**Extract:**
——

Whichever one you still have is the one that’s left, ipso facto.
Wow. I am a monumental dork:
Developmental asymmetry is is difficult and has been achieved to any great degree only in endoderm germ layer derived tissues (mainly internal organs except heart and spleen). The urogenital tissues are derived from the mesoderm, as are the skeleton and skeletal muscle tissue (whole 'nother topic about how “good bone structure” (i.e., beauty) is a direct indication of having highly functional reproductive system due to the high quality of it’s development).
It’s more a matter that the savings associated with exploiting the cheap accessibility of symmetry can more than cover having an “extra” testicle. No bad reason not to have one, and having a spare comes in handy.
While there are some interesting anecdotes about testicles (e.g., they trade production back and forth so the other can get some rest- same has been observed of ovaries) there’s not a whole lot of common and persistent behavioural quirks like the ones asked about in the OP. A given individual might have significant differences. Or all individuals might occasionally have significant differences for short periods of time… but nothing you can really generalize about with much of a “Huh! How 'bout that?” factor. 'Least not that I’ve come across.

——

(Point localization data)
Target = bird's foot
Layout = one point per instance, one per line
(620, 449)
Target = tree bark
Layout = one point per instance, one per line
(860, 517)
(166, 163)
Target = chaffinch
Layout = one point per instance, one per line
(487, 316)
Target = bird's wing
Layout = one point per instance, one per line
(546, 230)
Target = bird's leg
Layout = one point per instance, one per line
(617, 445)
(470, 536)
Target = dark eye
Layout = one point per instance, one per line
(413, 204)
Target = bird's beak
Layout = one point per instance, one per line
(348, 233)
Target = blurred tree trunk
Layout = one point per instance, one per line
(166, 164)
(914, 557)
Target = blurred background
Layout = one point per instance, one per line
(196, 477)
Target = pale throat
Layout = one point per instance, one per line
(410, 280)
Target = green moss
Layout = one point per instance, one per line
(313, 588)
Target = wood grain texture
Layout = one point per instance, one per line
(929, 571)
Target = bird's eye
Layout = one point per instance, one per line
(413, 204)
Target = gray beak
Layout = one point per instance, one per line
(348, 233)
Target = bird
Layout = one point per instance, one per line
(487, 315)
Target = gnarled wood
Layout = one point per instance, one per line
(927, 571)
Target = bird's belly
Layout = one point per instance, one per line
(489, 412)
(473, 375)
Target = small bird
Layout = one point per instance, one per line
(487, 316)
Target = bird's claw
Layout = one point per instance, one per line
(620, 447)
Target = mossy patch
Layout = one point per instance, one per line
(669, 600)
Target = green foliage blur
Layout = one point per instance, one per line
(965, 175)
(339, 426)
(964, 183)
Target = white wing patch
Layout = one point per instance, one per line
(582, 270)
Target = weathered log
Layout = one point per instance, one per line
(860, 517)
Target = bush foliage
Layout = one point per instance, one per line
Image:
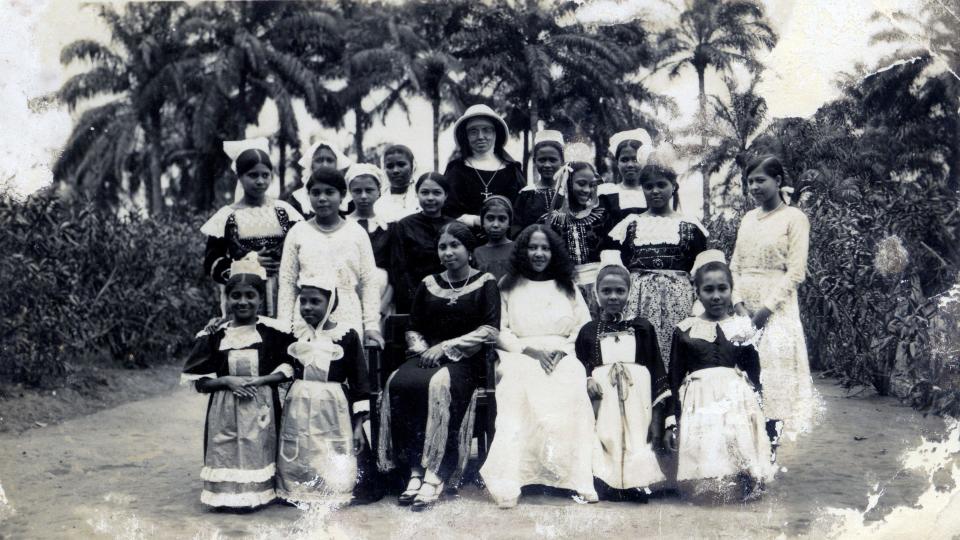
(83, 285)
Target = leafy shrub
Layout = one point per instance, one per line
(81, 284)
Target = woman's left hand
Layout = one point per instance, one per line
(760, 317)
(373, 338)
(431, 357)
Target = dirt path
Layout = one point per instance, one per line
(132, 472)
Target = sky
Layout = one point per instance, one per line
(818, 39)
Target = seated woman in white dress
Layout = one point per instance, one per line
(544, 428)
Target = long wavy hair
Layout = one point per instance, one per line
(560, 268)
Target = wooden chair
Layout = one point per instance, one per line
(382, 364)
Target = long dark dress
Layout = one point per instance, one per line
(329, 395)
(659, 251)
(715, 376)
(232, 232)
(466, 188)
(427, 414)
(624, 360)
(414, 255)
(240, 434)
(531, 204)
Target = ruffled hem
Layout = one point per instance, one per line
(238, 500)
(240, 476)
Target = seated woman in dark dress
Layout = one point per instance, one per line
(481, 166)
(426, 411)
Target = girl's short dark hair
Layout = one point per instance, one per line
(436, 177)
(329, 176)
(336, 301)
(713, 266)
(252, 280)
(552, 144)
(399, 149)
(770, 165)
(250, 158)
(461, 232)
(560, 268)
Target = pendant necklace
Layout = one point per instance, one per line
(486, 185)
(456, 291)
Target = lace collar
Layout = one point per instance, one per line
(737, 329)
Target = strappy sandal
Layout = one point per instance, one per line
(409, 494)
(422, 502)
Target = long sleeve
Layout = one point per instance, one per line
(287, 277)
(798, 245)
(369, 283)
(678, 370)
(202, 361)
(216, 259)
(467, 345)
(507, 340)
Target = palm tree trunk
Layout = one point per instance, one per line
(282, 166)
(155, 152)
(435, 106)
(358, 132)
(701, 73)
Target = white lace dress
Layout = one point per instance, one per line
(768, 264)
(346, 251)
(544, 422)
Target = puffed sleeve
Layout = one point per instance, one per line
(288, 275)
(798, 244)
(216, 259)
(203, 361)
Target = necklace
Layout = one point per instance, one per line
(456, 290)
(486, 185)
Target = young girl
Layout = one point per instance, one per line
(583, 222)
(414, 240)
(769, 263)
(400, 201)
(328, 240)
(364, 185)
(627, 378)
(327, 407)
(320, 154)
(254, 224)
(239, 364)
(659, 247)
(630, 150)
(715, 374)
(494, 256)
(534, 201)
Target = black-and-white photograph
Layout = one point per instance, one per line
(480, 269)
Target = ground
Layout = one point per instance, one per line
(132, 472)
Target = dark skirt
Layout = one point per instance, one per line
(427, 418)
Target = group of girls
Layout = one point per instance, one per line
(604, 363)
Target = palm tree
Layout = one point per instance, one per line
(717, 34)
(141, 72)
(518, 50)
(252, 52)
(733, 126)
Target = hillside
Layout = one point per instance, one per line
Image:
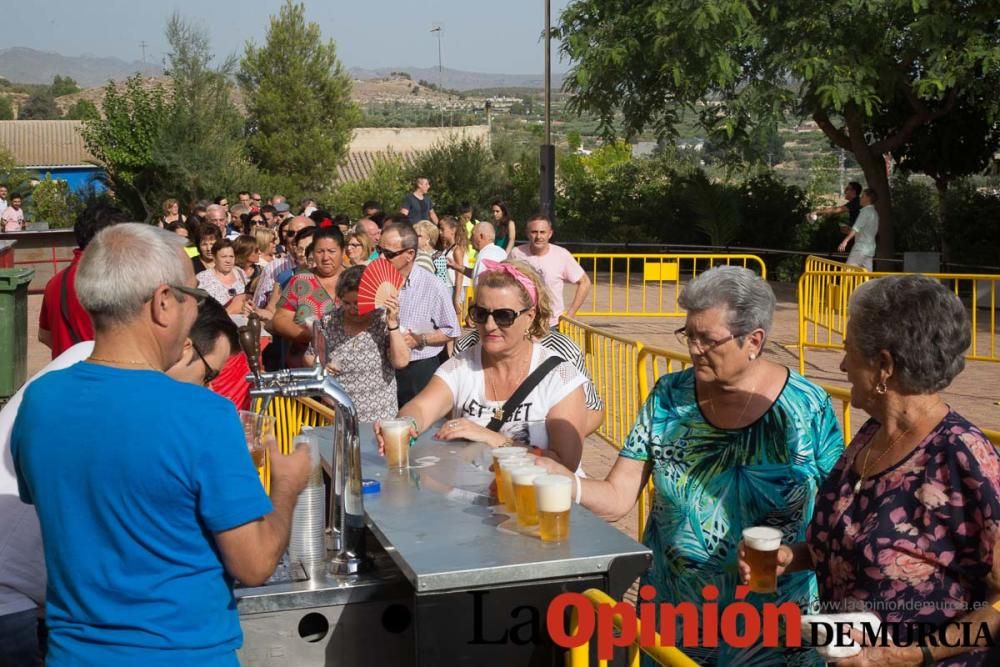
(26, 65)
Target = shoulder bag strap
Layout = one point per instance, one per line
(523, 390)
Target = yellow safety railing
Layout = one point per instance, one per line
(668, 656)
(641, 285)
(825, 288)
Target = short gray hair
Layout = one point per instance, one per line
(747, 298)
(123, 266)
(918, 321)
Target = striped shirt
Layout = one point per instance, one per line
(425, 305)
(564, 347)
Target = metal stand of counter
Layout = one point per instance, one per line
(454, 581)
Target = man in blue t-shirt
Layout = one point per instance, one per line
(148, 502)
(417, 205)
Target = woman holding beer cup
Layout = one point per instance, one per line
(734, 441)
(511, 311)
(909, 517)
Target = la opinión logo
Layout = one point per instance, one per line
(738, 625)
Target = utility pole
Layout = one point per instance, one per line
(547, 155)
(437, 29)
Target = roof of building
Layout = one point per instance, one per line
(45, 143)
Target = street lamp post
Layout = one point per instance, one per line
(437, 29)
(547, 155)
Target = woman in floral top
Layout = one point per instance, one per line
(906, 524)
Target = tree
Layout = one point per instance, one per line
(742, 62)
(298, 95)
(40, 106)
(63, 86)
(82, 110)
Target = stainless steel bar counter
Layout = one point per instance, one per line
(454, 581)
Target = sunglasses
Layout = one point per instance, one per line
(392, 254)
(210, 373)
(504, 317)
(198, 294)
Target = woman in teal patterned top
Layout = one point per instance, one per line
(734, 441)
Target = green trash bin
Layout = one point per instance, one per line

——

**Required actions:**
(1) Reproduce the stretch of the passage on body symmetry from "While there are" through "I’ve come across.".
(2) Name every tissue that the passage on body symmetry says is derived from the mesoderm.
(3) Extend the passage on body symmetry with a few more sentences, picking up after its final sentence.

**Written responses:**
(1)
While there are some interesting anecdotes about testicles (e.g., they trade production back and forth so the other can get some rest- same has been observed of ovaries) there’s not a whole lot of common and persistent behavioural quirks like the ones asked about in the OP. A given individual might have significant differences. Or all individuals might occasionally have significant differences for short periods of time… but nothing you can really generalize about with much of a “Huh! How 'bout that?” factor. 'Least not that I’ve come across.

(2)
- Urogenital tissues
- The skeleton
- Skeletal muscle tissue

(3)
Because any more would make it hard to walk?
Nitpick: Enik wasn’t from the future…he was from the past!..the past!..the past!..
In dogs (and I wonder, maybe humans as well) a retained right teste is more common than a retained left due to the longer journey required for the right to reach its destination.
On investigation, right is more common in humans as well. Cite:
http://pedclerk.bsd.uchicago.edu/cryptorchidism.html
I’m not sure how “common” a belief this ever was. Injury to the genitalia in the rough and ready world of days gone by was common enough that it’s mentioned in the Bible as a specific exclusion for entering the Temple of Solomon. It remains common in more recent times, due to both accident and surgery. It’s just not commonly discussed today (but would have been hard to keep secret in the smaller, fixed communities of generations long past (when people generally lived and died in the same community)
Such individuals would have provided instant refutation. But of course, there’s no shortage of easily refutable beliefs, even in First World today.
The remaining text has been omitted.